(Document excerpt)
+-------+

Harney defends first year as Health Minister
In a robust response to a Labour Party motion challenging her record since taking over the portfolio in September 2004, Ms Harney said her record compared favourably with any 12-month period of the term of the Rainbow Government in the 1990s.
She claimed the opposition could not show any one-year period between 1993 and 1997 when Labour or Fine Gael ministers produced any lasting reforms.
She contended that Fine Gael’s Michael Noonan, as Health Minister, had allotted £10 million to waiting lists and numbers, but the numbers went up from 27,000 to 32,000.
“I am reluctant to take lecturing from those who don’t believe in collective Cabinet policy, from those who have never taken policy achievements, who are constantly carping and involved in negativity,” Ms Harney said.
She said that claims that the number of hospital beds had decreased were untrue - they had increased by over 1,000 in the past five years. She also referred to “major progress in health reform”.
The creation of the Health Services Executive, she added, was a “sea change”.

+-------+

(Dataset records)
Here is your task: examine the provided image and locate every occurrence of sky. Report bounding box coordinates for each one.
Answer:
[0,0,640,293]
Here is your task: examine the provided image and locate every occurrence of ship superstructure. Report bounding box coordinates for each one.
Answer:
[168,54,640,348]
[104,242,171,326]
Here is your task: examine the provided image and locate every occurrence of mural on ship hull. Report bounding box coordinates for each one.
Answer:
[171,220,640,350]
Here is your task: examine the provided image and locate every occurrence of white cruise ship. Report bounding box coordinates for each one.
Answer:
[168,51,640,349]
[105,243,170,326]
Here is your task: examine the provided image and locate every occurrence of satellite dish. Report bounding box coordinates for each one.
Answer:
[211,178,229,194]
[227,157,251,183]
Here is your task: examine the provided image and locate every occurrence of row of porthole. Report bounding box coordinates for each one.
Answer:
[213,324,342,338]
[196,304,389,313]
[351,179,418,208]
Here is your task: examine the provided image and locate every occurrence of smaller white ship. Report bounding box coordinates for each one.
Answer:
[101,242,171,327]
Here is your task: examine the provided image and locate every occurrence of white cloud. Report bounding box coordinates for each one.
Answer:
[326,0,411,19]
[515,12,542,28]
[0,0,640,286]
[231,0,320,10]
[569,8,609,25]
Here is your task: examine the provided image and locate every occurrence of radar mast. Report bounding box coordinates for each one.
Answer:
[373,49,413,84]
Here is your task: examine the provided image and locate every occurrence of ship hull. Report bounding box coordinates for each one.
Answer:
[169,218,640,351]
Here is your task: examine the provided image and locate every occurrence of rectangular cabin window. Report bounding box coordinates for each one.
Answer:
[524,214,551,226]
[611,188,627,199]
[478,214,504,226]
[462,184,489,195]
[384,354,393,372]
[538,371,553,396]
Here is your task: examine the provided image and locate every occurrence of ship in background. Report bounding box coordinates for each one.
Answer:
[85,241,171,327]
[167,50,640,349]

+-------+

(Apply what you read)
a: Write out the passage of the Harney article that begins at the words "Harney defends first" and stops after "27,000 to 32,000.".
b: Does each statement below agree with the Harney article? Answer yes or no for each, quoting the words of the article that decide it.
(i) Harney took over the health portfolio in September 2004.
(ii) While Michael Noonan was Health Minister, waiting list numbers fell.
(iii) Harney said hospital beds had increased by over 1,000 in the past ten years.
c: Carry the Harney article forward from its last sentence.

(Answer set)
a:
Harney defends first year as Health Minister
In a robust response to a Labour Party motion challenging her record since taking over the portfolio in September 2004, Ms Harney said her record compared favourably with any 12-month period of the term of the Rainbow Government in the 1990s.
She claimed the opposition could not show any one-year period between 1993 and 1997 when Labour or Fine Gael ministers produced any lasting reforms.
She contended that Fine Gael’s Michael Noonan, as Health Minister, had allotted £10 million to waiting lists and numbers, but the numbers went up from 27,000 to 32,000.

b:
(i) Yes: "since taking over the portfolio in September 2004"
(ii) No: "the numbers went up from 27,000 to 32,000"
(iii) No: "they had increased by over 1,000 in the past five years"

c:
She conceded what she described as legacy problems from the old health boards, and accepted A&E facilities were still a “major pressure point in our hospitals”, with no easy solution.
But she said initiatives like an out-of-hours GP service in Dublin and moves to free up acute hospital beds would alleviate the pressure.
For the second night of the debate, Ms Harney faced a barrage of criticism from Labour, highlighting what they said was a health service in crisis.
Joe Costello highlighted the case of a 50-year-old man with heart problems put in a chair in a storeroom with three others because of A&E overcrowding.
Meanwhile, prescribing by nurses will be law by Christmas, Ms Harney confirmed yesterday.
Addressing the Irish Nurses’ Organisation (INO) conference in Mullingar, she said regulations would have to follow the legislation.